=== Begin Enclosure ===

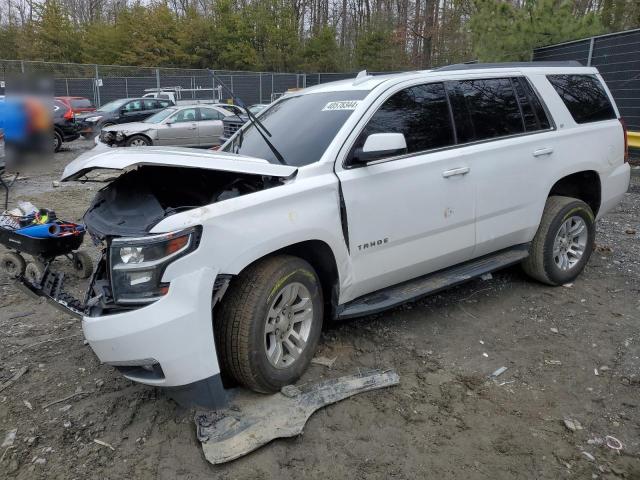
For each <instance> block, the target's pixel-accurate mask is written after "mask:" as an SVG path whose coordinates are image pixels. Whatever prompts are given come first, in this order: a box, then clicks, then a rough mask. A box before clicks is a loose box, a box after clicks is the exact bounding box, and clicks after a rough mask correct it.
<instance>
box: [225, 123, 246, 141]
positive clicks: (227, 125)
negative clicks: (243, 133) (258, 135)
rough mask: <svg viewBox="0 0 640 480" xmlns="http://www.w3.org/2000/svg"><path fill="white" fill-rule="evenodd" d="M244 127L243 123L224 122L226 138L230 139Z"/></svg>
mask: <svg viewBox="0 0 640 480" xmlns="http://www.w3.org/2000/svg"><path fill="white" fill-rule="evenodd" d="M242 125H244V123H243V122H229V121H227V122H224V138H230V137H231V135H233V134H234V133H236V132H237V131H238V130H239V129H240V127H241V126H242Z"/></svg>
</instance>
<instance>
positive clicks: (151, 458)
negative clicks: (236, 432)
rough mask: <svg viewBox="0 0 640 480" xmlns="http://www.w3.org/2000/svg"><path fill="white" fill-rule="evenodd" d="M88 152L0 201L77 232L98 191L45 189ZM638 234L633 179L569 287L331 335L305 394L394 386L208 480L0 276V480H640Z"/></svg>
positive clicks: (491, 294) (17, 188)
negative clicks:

=== End Enclosure ===
=== Begin Enclosure ===

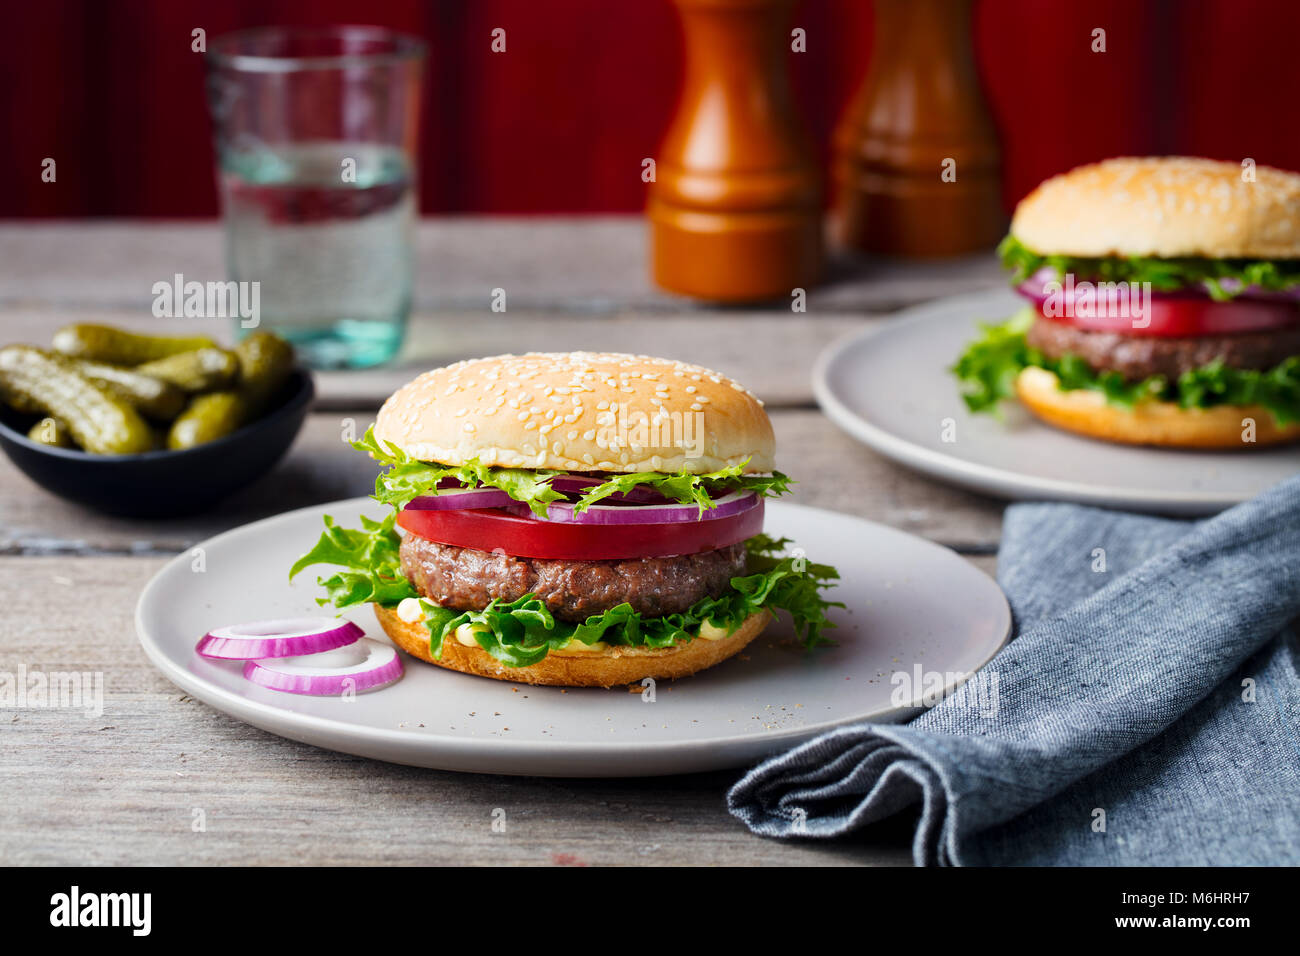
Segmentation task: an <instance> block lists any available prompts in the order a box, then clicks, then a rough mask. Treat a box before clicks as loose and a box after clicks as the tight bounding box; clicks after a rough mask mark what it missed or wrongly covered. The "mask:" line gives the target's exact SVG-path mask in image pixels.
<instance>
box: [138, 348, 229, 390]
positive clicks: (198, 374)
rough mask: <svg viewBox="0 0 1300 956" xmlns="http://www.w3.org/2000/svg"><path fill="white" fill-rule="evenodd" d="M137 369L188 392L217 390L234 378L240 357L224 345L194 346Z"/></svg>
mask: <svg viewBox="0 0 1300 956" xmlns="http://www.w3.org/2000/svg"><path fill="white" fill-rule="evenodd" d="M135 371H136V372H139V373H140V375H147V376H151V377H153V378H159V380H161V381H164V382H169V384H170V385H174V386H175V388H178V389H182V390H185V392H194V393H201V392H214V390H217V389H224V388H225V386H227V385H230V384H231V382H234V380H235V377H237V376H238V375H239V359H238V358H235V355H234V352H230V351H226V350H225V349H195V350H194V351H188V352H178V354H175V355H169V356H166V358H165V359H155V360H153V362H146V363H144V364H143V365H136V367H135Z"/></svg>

=== End Enclosure ===

What the exercise asks - Read the data above. Pull out each line in which the string "positive" appears.

Result for this task -
positive clicks: (227, 125)
positive clicks: (151, 458)
positive clicks: (491, 294) (17, 188)
positive clicks: (198, 374)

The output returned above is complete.